→ TEXTE EXTRAIT
'''

J’étais fasciné par les cahiers de brouillon d’enfance de mon père qui faisait des sortes de Shadoks. J’ai découvert ça, gamin, et essayé de m’y mettre. Ado, je lisais Gotlib, Crumb, Goossens, Reiser ou même des trucs horribles, genre Robin Dubois… Mais c’est surtout chez Charlie que je me suis formé et que j’ai appris. J’ai dessiné tous les jours durant plus de 20 ans, aux côtés du Duke Ellington du dessin, Cabu, et du Bowie du crayon, Gébé !

Comment vous êtes-vous retrouvé là ?

En juillet 1991, je suis allé voir Cabu avec un dessin des charters mis en place par le gouvernement Cresson et il m’a présenté à la rédaction de La Grosse Bertha, notamment à Val qui l’a publié. Cabu est resté mon mentor.

Et votre référence principale ?

Francis Bacon et ses portraits. Ça n’est pas de la caricature, mais c’est juste. La ressemblance m’intéresse moins que la justesse.

Quels sont les politiques les plus rock ?

La politique n’est vraiment pas rock’n’roll. Ceci dit, Robert Badinter et Christiane Taubira, quand tu vois les vidéos d’eux à la tribune, défendant l’abolition de la peine de mort et le mariage pour tous : gestuelle, voix, conviction, fougue… Sinon, j’aime bien la carrière solo de Mélenchon, mais je n’oublie jamais qu’il vient du PS, son groupe d’avant, très mou du genou.

'''

→ EXTRAIT DE DONNÉES
'''

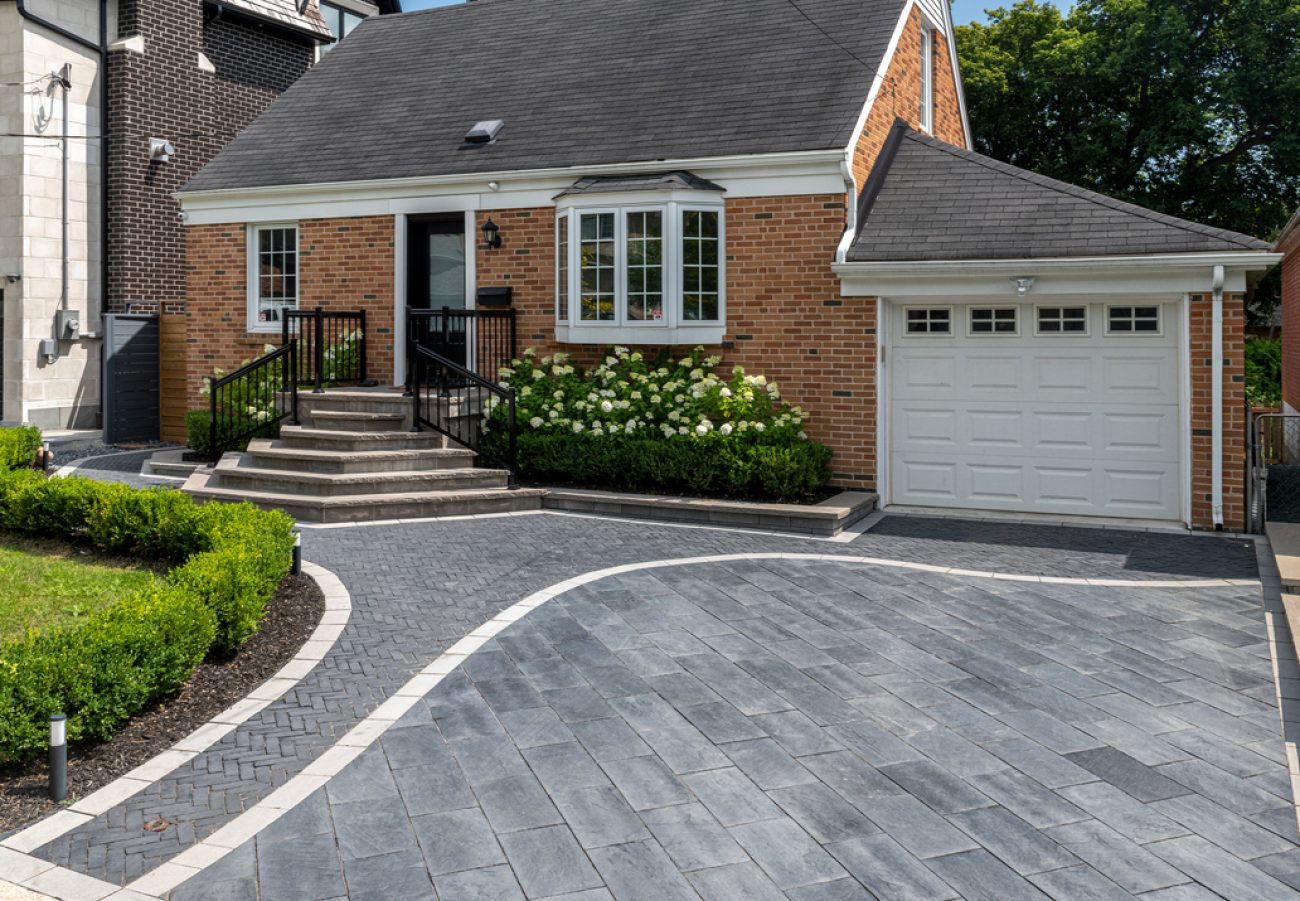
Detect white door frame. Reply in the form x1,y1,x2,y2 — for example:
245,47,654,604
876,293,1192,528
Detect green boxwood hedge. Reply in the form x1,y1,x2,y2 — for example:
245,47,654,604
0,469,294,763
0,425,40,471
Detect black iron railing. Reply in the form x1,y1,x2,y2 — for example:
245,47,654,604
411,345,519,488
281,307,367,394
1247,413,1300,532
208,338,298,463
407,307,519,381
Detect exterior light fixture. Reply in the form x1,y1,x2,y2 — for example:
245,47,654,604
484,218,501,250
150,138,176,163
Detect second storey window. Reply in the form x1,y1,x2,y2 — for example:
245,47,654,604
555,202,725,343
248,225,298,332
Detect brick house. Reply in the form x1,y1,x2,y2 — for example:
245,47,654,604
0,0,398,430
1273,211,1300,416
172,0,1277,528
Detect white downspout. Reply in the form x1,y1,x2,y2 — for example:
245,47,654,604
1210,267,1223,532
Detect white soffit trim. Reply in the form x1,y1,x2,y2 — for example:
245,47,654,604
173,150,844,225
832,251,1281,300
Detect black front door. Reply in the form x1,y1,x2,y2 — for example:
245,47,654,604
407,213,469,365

'''
'''

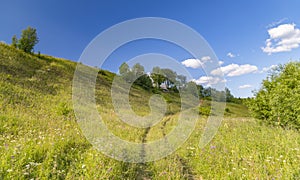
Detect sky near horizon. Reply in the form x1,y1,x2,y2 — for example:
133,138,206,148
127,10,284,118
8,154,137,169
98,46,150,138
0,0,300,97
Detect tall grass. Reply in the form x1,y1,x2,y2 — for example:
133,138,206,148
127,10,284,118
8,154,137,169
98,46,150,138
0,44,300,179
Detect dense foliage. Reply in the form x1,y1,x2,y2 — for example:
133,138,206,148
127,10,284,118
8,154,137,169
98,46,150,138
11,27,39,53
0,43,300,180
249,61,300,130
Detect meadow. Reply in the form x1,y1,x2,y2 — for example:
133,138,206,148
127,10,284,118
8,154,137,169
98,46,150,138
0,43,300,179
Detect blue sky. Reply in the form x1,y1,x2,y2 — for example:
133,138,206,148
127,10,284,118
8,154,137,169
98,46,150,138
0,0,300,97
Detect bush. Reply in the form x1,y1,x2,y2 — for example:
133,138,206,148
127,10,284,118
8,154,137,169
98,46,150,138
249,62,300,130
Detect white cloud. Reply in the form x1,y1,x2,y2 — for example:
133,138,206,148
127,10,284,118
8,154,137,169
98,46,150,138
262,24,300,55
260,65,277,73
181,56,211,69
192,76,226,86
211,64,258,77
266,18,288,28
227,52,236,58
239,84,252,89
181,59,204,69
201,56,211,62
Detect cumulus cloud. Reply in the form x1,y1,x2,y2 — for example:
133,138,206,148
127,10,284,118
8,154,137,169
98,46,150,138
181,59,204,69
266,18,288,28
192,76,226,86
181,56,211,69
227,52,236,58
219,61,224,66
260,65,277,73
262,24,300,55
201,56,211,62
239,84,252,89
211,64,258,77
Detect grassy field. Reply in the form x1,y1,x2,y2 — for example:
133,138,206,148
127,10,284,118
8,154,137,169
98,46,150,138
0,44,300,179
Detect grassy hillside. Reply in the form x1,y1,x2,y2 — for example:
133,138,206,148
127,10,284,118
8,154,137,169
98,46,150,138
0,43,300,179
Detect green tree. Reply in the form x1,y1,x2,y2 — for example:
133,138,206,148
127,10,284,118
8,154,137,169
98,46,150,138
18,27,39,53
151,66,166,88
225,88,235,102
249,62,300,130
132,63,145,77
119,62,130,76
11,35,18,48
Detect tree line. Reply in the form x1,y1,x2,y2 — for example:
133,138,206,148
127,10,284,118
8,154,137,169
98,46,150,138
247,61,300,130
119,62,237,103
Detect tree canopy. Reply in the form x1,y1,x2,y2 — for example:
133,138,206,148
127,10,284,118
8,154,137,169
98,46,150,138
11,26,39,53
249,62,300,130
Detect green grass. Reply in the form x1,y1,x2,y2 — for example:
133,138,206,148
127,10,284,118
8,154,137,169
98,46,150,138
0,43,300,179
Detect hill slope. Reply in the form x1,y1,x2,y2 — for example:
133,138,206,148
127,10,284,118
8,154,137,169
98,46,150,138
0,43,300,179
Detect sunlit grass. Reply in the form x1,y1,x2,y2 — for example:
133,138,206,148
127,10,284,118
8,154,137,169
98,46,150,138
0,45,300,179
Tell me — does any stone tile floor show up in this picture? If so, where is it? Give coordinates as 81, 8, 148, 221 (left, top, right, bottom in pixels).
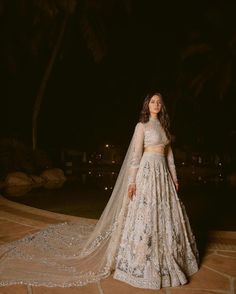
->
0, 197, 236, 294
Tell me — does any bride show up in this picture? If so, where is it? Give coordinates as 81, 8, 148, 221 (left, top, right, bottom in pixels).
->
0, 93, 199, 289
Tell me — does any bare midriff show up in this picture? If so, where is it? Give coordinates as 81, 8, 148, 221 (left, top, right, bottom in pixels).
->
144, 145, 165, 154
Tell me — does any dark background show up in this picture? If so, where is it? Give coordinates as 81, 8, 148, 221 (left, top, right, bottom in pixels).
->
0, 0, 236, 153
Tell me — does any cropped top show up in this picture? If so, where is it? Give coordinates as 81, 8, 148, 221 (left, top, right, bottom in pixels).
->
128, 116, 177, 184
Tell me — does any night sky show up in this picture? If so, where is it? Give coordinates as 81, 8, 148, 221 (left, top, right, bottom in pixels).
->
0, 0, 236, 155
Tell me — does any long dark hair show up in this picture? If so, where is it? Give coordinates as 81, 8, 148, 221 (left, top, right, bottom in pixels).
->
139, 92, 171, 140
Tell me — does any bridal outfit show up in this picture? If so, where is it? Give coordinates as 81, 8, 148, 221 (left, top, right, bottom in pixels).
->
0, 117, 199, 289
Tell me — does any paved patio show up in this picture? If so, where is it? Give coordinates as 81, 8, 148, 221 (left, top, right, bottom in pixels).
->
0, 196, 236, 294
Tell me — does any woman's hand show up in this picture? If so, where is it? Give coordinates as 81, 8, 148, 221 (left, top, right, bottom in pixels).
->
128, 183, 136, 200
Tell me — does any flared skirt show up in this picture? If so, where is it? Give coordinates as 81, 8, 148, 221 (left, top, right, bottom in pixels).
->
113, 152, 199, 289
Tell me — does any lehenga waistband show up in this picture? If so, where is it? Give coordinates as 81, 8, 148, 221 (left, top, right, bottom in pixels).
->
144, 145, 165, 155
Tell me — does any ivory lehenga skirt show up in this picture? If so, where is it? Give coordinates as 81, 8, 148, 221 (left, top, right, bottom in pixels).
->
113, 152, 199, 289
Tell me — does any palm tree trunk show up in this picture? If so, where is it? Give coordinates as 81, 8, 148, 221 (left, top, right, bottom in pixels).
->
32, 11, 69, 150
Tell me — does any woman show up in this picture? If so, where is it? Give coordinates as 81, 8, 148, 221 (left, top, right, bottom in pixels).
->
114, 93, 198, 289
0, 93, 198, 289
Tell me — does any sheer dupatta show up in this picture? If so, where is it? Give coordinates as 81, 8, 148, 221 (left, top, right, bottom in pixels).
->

'''
'''

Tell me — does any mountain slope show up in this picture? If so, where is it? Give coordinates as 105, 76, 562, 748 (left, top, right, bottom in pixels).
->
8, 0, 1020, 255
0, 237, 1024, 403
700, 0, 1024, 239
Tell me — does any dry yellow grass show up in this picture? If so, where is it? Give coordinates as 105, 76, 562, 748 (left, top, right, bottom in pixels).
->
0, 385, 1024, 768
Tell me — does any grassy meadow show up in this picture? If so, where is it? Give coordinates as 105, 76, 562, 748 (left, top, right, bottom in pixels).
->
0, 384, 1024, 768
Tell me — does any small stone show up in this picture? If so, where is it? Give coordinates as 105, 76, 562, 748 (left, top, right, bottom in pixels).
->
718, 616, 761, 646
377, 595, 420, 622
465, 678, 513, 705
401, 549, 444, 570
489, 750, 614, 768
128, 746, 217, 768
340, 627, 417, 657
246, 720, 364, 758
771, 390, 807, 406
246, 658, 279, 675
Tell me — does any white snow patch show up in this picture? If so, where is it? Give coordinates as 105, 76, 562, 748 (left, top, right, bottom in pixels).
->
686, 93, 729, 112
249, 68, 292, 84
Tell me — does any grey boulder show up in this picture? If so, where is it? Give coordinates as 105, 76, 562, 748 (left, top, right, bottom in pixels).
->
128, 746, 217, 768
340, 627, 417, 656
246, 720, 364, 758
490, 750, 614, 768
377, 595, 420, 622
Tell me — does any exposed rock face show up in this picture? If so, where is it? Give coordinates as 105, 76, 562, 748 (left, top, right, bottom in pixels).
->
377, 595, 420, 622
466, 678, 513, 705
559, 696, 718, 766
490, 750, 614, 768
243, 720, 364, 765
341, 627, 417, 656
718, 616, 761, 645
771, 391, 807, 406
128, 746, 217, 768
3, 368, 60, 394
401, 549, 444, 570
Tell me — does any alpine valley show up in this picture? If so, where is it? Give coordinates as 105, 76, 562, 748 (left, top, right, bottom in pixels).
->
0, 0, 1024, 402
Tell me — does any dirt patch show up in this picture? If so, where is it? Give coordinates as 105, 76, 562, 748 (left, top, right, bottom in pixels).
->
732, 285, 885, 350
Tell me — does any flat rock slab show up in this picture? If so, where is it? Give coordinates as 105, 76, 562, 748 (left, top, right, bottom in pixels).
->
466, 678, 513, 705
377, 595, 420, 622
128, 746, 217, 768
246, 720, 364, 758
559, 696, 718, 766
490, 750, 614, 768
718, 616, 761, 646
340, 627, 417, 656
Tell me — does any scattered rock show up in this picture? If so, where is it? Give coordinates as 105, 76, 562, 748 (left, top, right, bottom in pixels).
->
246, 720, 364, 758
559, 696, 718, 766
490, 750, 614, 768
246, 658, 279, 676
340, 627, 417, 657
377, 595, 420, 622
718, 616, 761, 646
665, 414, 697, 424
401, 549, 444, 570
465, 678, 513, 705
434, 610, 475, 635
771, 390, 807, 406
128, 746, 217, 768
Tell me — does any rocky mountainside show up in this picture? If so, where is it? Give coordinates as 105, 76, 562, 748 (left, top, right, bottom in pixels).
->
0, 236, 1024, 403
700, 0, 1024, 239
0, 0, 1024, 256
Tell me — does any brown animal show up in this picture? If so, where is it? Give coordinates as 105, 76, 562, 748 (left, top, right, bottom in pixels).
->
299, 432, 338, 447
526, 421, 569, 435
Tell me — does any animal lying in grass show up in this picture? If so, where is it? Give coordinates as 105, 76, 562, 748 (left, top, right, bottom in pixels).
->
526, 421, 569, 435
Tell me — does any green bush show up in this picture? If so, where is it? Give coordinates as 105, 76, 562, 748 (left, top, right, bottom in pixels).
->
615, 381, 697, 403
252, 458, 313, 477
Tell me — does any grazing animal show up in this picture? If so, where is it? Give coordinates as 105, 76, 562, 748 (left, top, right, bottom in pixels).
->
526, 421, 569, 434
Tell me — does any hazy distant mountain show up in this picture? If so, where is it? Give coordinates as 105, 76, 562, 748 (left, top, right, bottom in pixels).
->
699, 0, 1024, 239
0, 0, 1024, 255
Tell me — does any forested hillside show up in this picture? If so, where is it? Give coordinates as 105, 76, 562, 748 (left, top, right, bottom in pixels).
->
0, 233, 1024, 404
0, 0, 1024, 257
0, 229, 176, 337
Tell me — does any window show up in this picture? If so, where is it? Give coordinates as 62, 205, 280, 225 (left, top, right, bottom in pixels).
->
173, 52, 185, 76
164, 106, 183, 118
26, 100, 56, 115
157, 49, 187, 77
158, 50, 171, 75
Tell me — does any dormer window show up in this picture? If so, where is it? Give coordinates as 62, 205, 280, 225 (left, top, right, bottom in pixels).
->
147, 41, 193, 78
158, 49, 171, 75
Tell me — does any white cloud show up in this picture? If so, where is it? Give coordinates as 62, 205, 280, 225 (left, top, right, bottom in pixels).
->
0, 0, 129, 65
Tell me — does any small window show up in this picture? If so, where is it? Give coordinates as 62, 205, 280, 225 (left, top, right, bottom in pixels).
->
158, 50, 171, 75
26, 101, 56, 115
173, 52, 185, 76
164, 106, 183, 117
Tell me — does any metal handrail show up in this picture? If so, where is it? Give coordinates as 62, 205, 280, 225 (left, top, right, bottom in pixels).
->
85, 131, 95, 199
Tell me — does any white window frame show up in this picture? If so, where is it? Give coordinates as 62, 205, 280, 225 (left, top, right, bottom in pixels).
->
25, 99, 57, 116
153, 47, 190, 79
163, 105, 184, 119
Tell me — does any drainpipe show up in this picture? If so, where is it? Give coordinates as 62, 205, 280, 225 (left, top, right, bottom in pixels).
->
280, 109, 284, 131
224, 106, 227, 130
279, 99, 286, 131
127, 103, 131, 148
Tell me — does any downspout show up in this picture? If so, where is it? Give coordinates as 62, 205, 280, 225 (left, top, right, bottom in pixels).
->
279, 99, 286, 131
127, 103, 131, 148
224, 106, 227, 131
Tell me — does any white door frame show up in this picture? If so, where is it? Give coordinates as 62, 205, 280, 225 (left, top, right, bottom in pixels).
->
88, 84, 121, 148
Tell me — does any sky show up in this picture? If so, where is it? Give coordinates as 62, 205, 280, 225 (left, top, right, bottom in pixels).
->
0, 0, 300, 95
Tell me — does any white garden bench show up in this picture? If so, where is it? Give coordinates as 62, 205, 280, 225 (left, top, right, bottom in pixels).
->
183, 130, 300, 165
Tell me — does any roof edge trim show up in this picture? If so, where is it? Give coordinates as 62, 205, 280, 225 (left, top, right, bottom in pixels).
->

'''

→ CONSIGNE
Résumez l'entretien en deux phrases, s'il vous plaît. Appuyez-vous uniquement sur l'entretien, sans tenir compte des entrées.

→ RÉPONSE RÉDIGÉE
Formé surtout chez Charlie, où il a dessiné tous les jours pendant plus de vingt ans aux côtés de Cabu et de Gébé, le dessinateur explique que Cabu l'a présenté en juillet 1991 à la rédaction de La Grosse Bertha et qu'il est resté son mentor. Il cite les portraits de Francis Bacon comme référence principale, car la justesse l'intéresse plus que la ressemblance, et trouve la politique peu rock'n'roll, tout en saluant la conviction et la fougue de Robert Badinter et de Christiane Taubira.